== Task ==
Pull out every line of the material below that contains the word "mountain", with uppercase and lowercase treated as different.

((

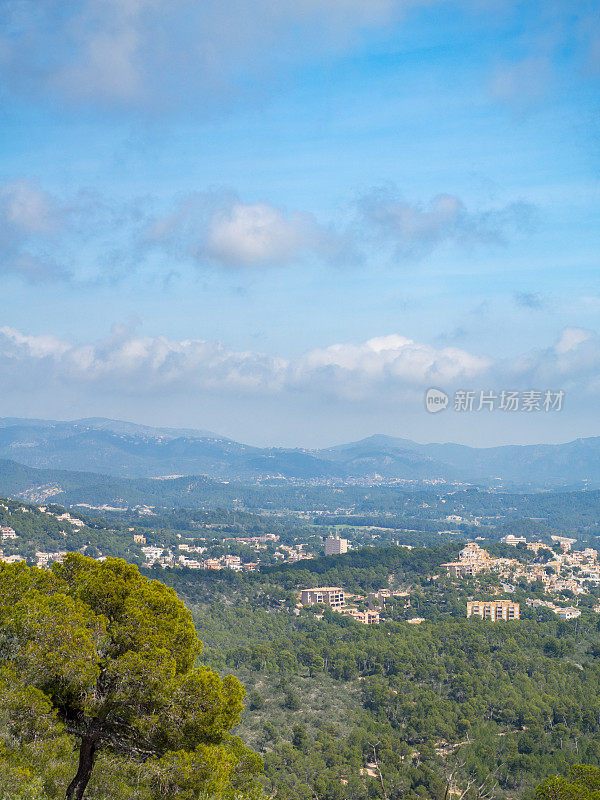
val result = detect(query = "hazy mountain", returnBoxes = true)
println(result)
[0,418,600,488]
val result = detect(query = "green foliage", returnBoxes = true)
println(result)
[0,554,260,800]
[535,764,600,800]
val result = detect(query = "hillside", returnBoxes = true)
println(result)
[0,418,600,490]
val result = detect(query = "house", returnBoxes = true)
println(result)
[300,586,345,608]
[325,536,348,556]
[554,606,581,620]
[500,533,527,547]
[467,600,521,622]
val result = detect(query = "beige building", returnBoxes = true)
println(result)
[344,608,379,625]
[467,600,521,622]
[442,542,494,578]
[300,586,345,608]
[325,536,348,556]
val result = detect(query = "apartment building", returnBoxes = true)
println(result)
[467,600,521,622]
[300,586,345,608]
[500,533,527,547]
[344,608,379,625]
[325,536,348,556]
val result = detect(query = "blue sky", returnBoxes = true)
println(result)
[0,0,600,446]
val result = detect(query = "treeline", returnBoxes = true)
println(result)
[196,598,600,800]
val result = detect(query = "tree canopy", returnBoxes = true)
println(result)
[0,554,260,800]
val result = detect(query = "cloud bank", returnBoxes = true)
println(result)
[0,326,600,406]
[0,180,535,282]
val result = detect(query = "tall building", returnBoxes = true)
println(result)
[467,600,521,622]
[325,536,348,556]
[300,586,345,608]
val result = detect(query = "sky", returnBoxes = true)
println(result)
[0,0,600,447]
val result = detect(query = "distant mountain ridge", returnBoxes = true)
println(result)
[0,418,600,489]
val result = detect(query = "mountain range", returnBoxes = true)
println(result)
[0,418,600,489]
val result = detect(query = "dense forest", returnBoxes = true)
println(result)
[142,544,600,800]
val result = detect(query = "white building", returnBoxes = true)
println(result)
[500,533,527,547]
[325,536,348,556]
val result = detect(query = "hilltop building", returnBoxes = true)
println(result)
[500,533,527,547]
[325,536,348,556]
[442,542,493,578]
[467,600,521,622]
[300,586,345,608]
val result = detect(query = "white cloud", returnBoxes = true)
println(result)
[0,327,600,407]
[0,180,68,282]
[0,0,443,113]
[143,191,350,267]
[358,186,533,255]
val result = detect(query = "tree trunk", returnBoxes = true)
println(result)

))

== The reply ==
val result = detect(query = "hazy mountain", returnBoxes = true)
val result = detect(query = "distant mountain ridge", returnBoxes = true)
val result = detect(query = "mountain range", returnBoxes = true)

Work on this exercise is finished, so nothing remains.